_WORK TO DO_. Reproduce the items below verbatim, covering only the stretch from the line containing "Give the outline of every instance of the high-rise" through the line containing "[[[17,37],[0,50],[3,71],[148,71],[150,38]]]", both included.

_SUPPLIED MATERIAL_.
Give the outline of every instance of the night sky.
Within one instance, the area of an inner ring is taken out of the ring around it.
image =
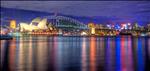
[[[8,16],[6,12],[11,8],[15,13],[12,16],[12,12],[9,12]],[[138,22],[146,25],[150,22],[149,1],[2,1],[1,9],[2,18],[16,16],[23,19],[18,18],[20,21],[57,12],[84,23]]]

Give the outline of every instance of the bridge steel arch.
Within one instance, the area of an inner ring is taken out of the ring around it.
[[[46,16],[48,22],[59,28],[88,29],[84,23],[65,16]]]

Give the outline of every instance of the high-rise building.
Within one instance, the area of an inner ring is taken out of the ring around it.
[[[11,20],[10,21],[10,28],[15,29],[16,28],[16,20]]]

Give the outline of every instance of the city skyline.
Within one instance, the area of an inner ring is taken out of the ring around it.
[[[8,15],[8,13],[3,15],[3,10],[6,13],[9,12],[8,10],[12,11],[16,9],[9,14],[12,15],[16,12],[23,21],[25,19],[31,21],[35,17],[54,15],[54,13],[57,13],[58,15],[77,19],[85,24],[89,22],[94,22],[95,24],[137,22],[139,25],[146,25],[150,20],[150,6],[149,2],[146,1],[46,1],[41,2],[41,4],[40,1],[2,1],[1,14],[3,17]],[[26,12],[21,12],[21,10]],[[34,14],[35,12],[36,14]]]

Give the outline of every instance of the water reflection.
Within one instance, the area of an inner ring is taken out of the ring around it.
[[[17,37],[0,50],[3,71],[148,71],[150,38]]]

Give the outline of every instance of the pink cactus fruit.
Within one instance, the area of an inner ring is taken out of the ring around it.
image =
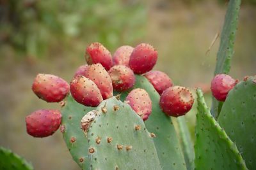
[[[129,66],[136,74],[143,74],[150,71],[157,60],[157,52],[148,44],[136,46],[130,56]]]
[[[180,86],[173,86],[165,90],[160,97],[160,107],[172,117],[184,115],[192,108],[194,98],[189,90]]]
[[[33,137],[47,137],[58,130],[61,121],[59,110],[38,110],[26,117],[27,132]]]
[[[169,76],[159,71],[151,71],[147,73],[145,76],[154,86],[156,90],[161,95],[166,89],[173,86],[172,81]]]
[[[119,92],[125,91],[132,87],[135,83],[135,76],[129,67],[117,65],[113,66],[109,71],[112,80],[113,87]]]
[[[89,65],[100,63],[106,70],[113,66],[111,54],[100,43],[93,43],[86,48],[85,59]]]
[[[70,92],[77,102],[86,106],[96,107],[103,100],[97,85],[89,78],[81,75],[71,81]]]
[[[124,65],[129,67],[130,55],[134,48],[129,45],[123,45],[117,48],[113,55],[113,62],[115,66]]]
[[[38,74],[33,83],[32,90],[47,102],[60,102],[68,94],[69,85],[56,76]]]
[[[144,89],[136,89],[131,91],[126,97],[125,102],[144,121],[148,118],[152,112],[152,101]]]
[[[75,75],[74,77],[76,77],[78,75],[85,76],[85,72],[88,67],[88,65],[84,64],[79,66],[77,70],[76,71]]]
[[[225,101],[228,92],[237,83],[237,81],[229,75],[225,74],[216,75],[211,85],[212,96],[219,101]]]
[[[85,71],[84,76],[95,83],[100,89],[103,99],[113,96],[111,78],[100,64],[90,65]]]

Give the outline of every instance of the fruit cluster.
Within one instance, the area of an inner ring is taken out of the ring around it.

_SOLVED EXERCISE_.
Give the outline of every instance of the high-rise building.
Within one instance, the area of an inner ring is taken out of the ring around it.
[[[11,20],[10,21],[10,28],[15,29],[16,28],[16,20]]]

Give the outline of every instance of the city skyline.
Within one instance, the area of an inner ring is taken out of the ring around it.
[[[8,15],[8,13],[3,15],[3,10],[6,13],[9,12],[8,10],[12,11],[16,9],[9,14],[12,15],[16,12],[23,21],[25,19],[31,21],[35,17],[54,15],[54,13],[57,13],[58,15],[77,19],[85,24],[89,22],[94,22],[95,24],[137,22],[139,25],[146,25],[150,20],[150,6],[149,2],[146,1],[46,1],[41,2],[41,4],[40,1],[2,1],[1,14],[3,17]],[[26,12],[21,12],[21,10]],[[34,14],[35,12],[36,14]]]

Give the outline of every instance of the water reflection.
Within one instance, the area of an inner ring is taken out of the ring around it.
[[[17,37],[0,50],[3,71],[148,71],[150,38]]]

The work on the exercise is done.